Record set
⟨
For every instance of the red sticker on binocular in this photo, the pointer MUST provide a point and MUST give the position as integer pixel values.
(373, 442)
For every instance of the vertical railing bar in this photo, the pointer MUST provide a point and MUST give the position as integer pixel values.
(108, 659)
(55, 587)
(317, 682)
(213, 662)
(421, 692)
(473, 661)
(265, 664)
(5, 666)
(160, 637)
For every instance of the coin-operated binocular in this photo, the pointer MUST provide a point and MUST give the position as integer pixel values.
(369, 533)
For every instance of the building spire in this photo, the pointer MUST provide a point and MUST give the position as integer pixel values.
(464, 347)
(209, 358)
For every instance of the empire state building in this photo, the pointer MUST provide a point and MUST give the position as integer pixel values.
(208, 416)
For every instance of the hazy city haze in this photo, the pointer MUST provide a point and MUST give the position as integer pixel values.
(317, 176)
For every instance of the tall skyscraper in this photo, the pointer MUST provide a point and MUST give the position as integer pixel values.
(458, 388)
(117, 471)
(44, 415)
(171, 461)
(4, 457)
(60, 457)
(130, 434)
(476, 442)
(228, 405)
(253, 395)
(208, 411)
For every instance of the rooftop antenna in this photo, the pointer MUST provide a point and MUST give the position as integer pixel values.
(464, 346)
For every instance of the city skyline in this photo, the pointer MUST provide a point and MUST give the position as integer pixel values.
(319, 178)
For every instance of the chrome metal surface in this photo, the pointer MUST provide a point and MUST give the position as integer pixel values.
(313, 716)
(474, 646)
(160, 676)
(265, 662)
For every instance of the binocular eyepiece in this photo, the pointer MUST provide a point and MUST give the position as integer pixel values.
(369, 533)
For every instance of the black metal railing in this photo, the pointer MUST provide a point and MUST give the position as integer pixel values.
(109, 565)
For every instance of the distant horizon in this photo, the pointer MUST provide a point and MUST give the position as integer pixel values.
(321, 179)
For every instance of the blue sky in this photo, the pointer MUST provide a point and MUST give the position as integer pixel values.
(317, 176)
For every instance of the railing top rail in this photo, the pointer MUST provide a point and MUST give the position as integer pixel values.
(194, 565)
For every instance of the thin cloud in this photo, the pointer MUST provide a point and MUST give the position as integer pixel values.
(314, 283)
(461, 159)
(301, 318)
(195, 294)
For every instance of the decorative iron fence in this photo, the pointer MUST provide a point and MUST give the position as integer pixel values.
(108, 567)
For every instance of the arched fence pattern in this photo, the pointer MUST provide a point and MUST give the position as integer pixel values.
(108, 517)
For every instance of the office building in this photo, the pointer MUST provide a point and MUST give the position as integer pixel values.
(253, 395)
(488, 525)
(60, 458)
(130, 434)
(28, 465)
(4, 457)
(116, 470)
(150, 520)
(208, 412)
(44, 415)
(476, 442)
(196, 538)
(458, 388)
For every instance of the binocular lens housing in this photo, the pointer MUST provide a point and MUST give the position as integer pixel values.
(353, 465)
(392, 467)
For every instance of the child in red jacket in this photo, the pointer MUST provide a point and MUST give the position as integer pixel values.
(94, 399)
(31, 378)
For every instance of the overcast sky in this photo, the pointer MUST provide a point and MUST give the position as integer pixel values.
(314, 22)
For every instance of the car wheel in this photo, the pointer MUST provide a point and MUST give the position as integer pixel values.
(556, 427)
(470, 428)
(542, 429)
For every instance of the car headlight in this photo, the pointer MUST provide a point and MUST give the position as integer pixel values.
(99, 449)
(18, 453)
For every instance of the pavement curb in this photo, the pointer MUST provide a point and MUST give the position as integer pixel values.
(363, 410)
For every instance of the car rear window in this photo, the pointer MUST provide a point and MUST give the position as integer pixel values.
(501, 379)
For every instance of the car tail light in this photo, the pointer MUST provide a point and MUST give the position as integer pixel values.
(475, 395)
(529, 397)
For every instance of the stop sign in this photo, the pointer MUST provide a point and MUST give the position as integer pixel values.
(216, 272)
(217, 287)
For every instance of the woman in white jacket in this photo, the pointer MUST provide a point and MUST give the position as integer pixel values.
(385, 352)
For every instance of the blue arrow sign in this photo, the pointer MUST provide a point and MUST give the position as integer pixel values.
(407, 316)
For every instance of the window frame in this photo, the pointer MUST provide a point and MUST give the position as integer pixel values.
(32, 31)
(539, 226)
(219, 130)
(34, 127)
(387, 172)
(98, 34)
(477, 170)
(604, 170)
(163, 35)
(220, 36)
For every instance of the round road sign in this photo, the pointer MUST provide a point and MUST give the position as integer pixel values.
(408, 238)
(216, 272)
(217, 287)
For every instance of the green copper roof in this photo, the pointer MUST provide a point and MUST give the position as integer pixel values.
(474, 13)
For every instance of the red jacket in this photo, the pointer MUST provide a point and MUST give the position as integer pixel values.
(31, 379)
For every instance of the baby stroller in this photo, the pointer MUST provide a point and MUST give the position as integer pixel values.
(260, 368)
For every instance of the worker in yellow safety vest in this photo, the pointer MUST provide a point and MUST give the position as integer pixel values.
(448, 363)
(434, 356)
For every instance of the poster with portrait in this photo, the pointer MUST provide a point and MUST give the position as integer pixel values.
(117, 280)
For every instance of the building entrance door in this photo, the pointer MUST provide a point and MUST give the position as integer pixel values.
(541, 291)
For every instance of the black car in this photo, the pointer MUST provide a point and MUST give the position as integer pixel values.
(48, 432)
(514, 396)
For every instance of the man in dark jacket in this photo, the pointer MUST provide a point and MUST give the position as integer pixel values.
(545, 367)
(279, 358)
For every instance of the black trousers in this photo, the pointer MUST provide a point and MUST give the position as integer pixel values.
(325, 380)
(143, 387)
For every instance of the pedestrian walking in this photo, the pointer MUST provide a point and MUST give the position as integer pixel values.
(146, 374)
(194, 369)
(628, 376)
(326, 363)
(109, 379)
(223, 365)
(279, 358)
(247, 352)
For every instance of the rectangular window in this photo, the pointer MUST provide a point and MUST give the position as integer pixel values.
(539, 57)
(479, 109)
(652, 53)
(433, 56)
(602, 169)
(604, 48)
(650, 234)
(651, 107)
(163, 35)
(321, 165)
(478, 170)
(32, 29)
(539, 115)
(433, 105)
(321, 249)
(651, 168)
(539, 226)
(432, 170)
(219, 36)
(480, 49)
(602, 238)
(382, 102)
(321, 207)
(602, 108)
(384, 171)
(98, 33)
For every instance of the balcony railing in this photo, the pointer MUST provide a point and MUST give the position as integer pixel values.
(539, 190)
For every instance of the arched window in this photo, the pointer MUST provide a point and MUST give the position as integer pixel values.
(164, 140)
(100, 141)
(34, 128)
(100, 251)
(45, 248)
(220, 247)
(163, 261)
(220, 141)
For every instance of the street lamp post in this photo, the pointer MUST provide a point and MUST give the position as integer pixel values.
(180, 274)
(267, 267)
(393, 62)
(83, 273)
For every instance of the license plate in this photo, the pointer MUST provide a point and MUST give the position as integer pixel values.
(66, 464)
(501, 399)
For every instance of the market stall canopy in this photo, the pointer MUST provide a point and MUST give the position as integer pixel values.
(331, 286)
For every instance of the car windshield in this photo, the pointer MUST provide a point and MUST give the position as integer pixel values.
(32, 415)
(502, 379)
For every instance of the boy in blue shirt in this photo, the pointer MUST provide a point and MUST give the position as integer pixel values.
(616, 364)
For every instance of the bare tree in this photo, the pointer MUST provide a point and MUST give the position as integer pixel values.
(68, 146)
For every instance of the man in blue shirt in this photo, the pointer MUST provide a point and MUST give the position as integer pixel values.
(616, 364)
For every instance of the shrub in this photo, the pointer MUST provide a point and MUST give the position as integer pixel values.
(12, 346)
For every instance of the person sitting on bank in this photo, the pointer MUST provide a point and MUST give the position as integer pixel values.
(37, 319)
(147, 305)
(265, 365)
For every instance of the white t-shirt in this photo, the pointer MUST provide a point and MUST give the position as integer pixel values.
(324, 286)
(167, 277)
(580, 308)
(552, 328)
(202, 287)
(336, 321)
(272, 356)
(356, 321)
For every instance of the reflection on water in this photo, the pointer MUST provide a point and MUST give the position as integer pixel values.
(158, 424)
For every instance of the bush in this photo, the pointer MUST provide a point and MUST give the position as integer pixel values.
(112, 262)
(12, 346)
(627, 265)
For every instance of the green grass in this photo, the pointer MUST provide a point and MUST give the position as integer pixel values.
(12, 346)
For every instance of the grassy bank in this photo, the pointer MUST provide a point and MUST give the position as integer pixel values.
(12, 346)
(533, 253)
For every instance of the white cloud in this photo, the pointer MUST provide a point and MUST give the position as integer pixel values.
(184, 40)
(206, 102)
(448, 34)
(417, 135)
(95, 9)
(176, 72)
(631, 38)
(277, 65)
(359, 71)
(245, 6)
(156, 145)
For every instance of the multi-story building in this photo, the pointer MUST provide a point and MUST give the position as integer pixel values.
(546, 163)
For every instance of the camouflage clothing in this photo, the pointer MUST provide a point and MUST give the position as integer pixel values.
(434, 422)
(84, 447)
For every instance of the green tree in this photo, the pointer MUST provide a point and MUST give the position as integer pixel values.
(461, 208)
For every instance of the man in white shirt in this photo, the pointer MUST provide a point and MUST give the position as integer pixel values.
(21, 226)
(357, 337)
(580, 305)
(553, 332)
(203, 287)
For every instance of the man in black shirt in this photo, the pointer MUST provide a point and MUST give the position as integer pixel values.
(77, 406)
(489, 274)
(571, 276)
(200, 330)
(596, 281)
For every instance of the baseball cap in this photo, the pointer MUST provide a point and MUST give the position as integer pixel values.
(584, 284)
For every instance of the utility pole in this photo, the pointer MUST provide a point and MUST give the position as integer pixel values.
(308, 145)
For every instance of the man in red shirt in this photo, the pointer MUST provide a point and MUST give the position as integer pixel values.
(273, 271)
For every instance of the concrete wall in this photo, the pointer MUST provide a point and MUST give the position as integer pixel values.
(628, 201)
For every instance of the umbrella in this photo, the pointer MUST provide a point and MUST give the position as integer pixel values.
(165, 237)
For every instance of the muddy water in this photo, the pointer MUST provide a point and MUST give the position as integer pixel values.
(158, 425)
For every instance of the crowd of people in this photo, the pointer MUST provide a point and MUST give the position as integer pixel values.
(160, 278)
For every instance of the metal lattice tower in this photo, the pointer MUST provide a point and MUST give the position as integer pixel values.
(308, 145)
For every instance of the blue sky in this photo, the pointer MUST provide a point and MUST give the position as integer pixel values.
⟩
Task to carry out
Extract, exactly as they appear, the lines from the one containing "For every instance of the umbrella" through the final line.

Answer to the exercise
For every instance of the umbrella in this photo, the pointer MUST provide a point and MUST give the position as integer pixel values.
(165, 237)
For every instance of the muddy water in this photo, the pointer MUST provide a point and MUST give the position as integer pixel values.
(158, 425)
For every instance of the crowd of people in this photo, the pointer MUST provide a point and MUST give the position as integer pixel values.
(160, 278)
For every instance of the metal lattice tower in this photo, the pointer MUST provide a point and MUST give the position as integer pixel values.
(308, 145)
For every instance of the blue sky in this photo, the pointer MUST provide a point and MUST give the position as integer pixel values.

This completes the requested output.